*** Information supplied ***
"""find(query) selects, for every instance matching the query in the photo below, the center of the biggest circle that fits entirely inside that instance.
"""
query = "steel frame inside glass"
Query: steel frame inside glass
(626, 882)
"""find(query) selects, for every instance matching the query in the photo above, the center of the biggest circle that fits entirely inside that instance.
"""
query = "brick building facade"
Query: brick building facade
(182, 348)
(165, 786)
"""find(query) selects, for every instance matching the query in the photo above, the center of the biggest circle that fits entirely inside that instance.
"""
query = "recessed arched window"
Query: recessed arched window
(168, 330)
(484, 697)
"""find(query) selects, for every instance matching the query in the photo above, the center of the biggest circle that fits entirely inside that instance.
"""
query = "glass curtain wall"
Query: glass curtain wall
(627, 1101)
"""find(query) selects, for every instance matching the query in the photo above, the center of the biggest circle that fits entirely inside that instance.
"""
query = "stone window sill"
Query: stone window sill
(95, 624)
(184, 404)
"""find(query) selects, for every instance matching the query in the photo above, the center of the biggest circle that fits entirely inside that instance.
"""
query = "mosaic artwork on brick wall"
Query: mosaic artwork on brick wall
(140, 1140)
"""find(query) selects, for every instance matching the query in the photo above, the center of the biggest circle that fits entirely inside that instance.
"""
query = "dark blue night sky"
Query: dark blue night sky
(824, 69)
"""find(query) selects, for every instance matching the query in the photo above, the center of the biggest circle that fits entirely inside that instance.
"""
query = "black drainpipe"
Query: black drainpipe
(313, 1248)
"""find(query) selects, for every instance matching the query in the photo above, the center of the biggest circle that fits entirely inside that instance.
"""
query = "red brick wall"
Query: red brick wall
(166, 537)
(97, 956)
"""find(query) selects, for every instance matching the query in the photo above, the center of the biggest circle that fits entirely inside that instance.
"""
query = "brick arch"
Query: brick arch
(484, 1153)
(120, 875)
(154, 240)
***
» **What the task asks**: For every line in the material, write out an exact copy.

» **Answer for this exercise**:
"""find(query) selects, for every instance matching the query in the photo below, the center of the biggest circle that fits entirely inside that instance.
"""
query = "steel frame inside glass"
Query: steel frame inside glass
(626, 882)
"""find(query) selects, for every instance matching the query in the photo above, the center of the biggest circle that fits entirely inside that instance.
"""
query = "brick building facade"
Query: brick building facade
(182, 348)
(165, 786)
"""find(query) selects, for every instance matching the query in the photo above, the center of the biggest circle that fits entirely inside that instance.
"""
query = "recessed arched window"
Query: recessed arched window
(168, 330)
(484, 697)
"""find(query) selects, for every instance matching the query in the photo above, the center of the biggest circle that fits entirely inside that instance.
"""
query = "glass curtain wall"
Query: glass curtain wall
(627, 1101)
"""find(query) selects, for every instance matching the query in the photo above, the center of the biggest circle that fits entirely inside that instance.
"""
query = "stone window sill"
Query: stone window sill
(95, 624)
(184, 404)
"""find(query) selects, for every instance matching the query in the photo above, the center of the biggest circle that fits entirely inside that instance.
"""
query = "mosaic artwork on brick wall"
Query: mosaic artwork on brick wall
(140, 1140)
"""find(query) selects, for every instance matching the query in the photo above, the center of the biggest circle that fits entirely inside that instance.
"""
query = "dark blue night sky"
Query: dark blue night sky
(824, 69)
"""find(query) selects, for every instance matching the query in the photo above, the center of the biggest circle that fits entirely inside that instance.
"""
query = "black drainpipe"
Query: black drainpipe
(313, 1248)
"""find(query) selects, for every instance matching the query in the photo above, the center of the biggest circle that fits entirely inside that instance.
"""
query = "red brick wall"
Query: red brick wall
(166, 537)
(97, 956)
"""find(query) selects, for every instance matching the query in the photo above, the center of the biggest circle that fits entirely inside that instance.
"""
query = "brick arch"
Query: brick arch
(484, 1153)
(120, 875)
(154, 240)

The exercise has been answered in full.